◆ **Yazılı alıştırma 1**:
Aşağıdaki yorum üzerine yazıdan "Kurtarılmacaya muhtaç biri, başkasını" ile başlayıp "manası da olabilir." ile biten kısmı birebir çıktı olarak verin.
◆ **Yazılı alıştırma 2**:
Aşağıdaki yorum üzerine yazıda, açık anlamlarının ardından yorumsal anlamları da olabilecek türler olarak sayılanların hepsini sıralayın.
◆ **Yazılı alıştırma 3**:
Aşağıdaki yorum üzerine yazıyı son cümlesinden sonrasından sürdürün.

◆ **Kaynak metin**:
============
Mlliyet Milliyet Blog Milliyet Blog
 
Facebook Connect
Blog Kategorileri
 

19 Temmuz '12

 
Kategori
Eğitim
 

Kurtarılmacaya muhtaç

Kurtarılmacaya muhtaç biri, başkasını kurtaramaz.
 
Bu sözün hakiki manasını anlamak için geniş yorum yapabilicek bir yeterlilikte olmalıyız.
 
Bir kişi; az veya çok bir şey yazsa, söylese açık manasının ardı sıra yorumsal manası da olabilir.
 
Atasözleri, özdeyişler, maniler, şiirler böyle özelliklerdir.
 
Fakat burada "kişi ne yazmıştır, karşısındaki kişi ne anlamıştır?" Yorum yapmak serbesttir, ancak bu yorum, yorumcuya özgüdür. Bunu bilmeliyiz. Yani yorum, sözü söyleyici veya yazıcı kişinin değildir. Bunları anlamakta, bilmekte yarar vardır. Bunu fark edemezsek yanılırız, yanıltırız.
 
Bu gibi işçeler; sadeLEŞtirme, inceleme, araştırma, meâl, tefsir, vb. adlar altında yapılmaktadır.
 
Bu kişiler; körü körüne salt ideolojisi, salt çıkarı doğrultusunda genelde kendi nefsî görüşleri, duyguları düşünceleri, arzuları, ihtiyaçları için çalıştığından başkalarını sağlığını, huzurunu, rahatını, güvenliğini, başarısını düşünmezler. Fakat sözde düşünür gibiler.
============
◆ **Ham veri**:

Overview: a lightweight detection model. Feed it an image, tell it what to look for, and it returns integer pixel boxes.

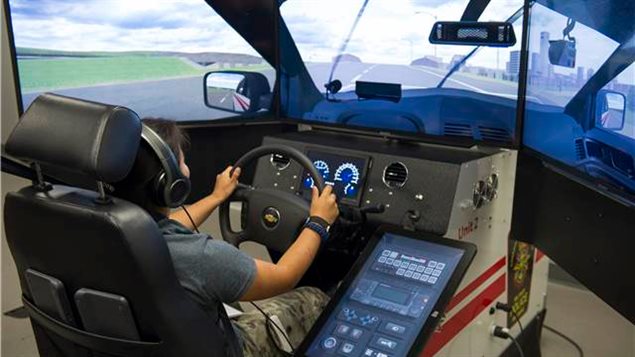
============
◆ **Yanıt 1**:
Kurtarılmacaya muhtaç biri, başkasını kurtaramaz.
 
Bu sözün hakiki manasını anlamak için geniş yorum yapabilicek bir yeterlilikte olmalıyız.
 
Bir kişi; az veya çok bir şey yazsa, söylese açık manasının ardı sıra yorumsal manası da olabilir.

◆ **Yanıt 2**:
Atasözleri, özdeyişler, maniler, şiirler

◆ **Yanıt 3**:
 
Oysa bu kişiler, kurtarılmacaya muhtaç kişilerdir.
 
Çünkü gaflet ve dalâlet içindedirler. Fakat fark etmezler. Çabalayıp dururlar. Bu haraket sırasında başkalarını kurtaracaklarını sanırlar. Kendileri ise; gittikçe hem kendilerini hem başkalarını dahada tehlikeye atacaklarını bilemezler.
 
Nasıl bilsinler ki?
 
Kişi; helâl-haram, sevap-günah dememişse;
 
Sarf ettiği sözceleri kulağı işitmiyorsa, kalbi hissetmiyorsa, beyni algılamıyorsa;
 
Ön yargılı, zancı, inatçı, bencil, cimri, kötü niyetli, samimiyetsiz, sağlıksız, kibirli, duyarsız, sevgisiz, saygısız, kuşkucu, şirkçi, korkak, yalancı, nankör, hain, kör, iftiracı, tembel, kıskanç, hazırcı vb.biri ise;
 
Hakikatleri elbette görmemiştir, görmedi, göremez, göremeyecektir, başkalarına da kılavuz olamayacaktır.
 
Bu durum, sahip olduğu diğer özelliklere göre de değişebilir.
 
Eğer "doğru bildiğimiz yanlış" gibi şeylerin olumsuz etkisi altında kalıyorsak; bu durum daha da acıdır. Çünkü beynimiz, kalbimiz, gözlerimiz, körelmiş, uyuşmuş gibidir. Böylece doğrulara kuşku ile bakarız, elimizde olmadan.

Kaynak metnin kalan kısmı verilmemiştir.